Copy out the stretch from the line containing "Point out the milk" through the end of the items, requests included. Multiply every box coordinate in the answers by 0.8 and round to whole numbers, halves up, leaving the numbers in the requests unchanged.

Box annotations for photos
☆ ☆ ☆ ☆ ☆ ☆ ☆

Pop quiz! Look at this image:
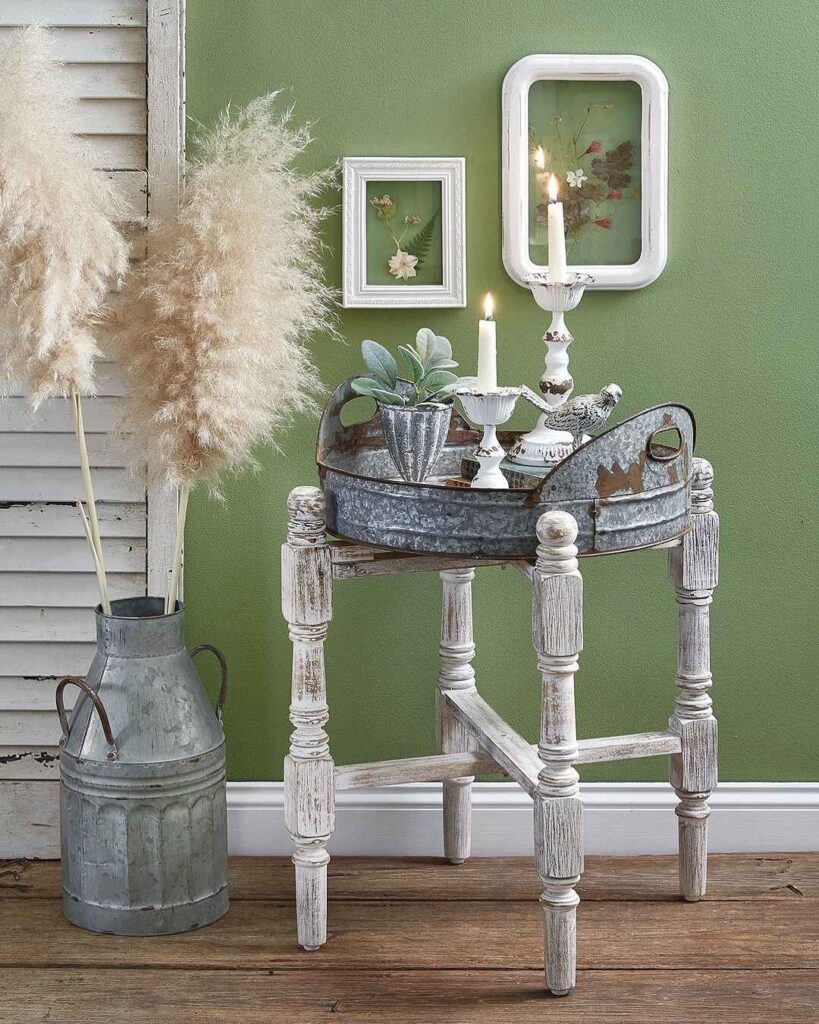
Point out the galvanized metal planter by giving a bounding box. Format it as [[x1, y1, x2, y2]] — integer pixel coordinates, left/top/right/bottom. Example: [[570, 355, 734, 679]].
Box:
[[316, 381, 695, 558], [379, 402, 451, 483], [56, 597, 227, 935]]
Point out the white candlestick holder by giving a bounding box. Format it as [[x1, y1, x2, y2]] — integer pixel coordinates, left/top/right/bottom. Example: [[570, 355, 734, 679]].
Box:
[[509, 273, 594, 466], [456, 387, 521, 489]]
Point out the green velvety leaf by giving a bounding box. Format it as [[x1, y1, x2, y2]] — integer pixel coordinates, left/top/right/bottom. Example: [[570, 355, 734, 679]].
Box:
[[398, 345, 424, 384], [361, 341, 398, 388], [418, 370, 458, 391], [416, 327, 435, 362], [350, 377, 384, 398], [432, 334, 452, 366], [370, 387, 406, 406], [416, 327, 458, 373]]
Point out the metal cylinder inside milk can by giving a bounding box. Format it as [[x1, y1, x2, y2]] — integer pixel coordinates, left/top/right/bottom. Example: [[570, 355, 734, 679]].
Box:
[[56, 597, 227, 935]]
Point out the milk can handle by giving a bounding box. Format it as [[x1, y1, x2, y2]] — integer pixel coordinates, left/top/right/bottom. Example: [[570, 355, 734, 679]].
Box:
[[190, 643, 227, 722], [54, 676, 117, 761]]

☆ ☆ ☆ ☆ ☆ ☆ ☆

**REPLY**:
Point out the milk can handle by giving a bounding box. Format it as [[x1, y1, x2, y2]] — integer pixel coordinates, left/top/right/bottom. Example: [[570, 355, 734, 679]].
Box:
[[152, 514, 182, 578], [43, 541, 94, 609]]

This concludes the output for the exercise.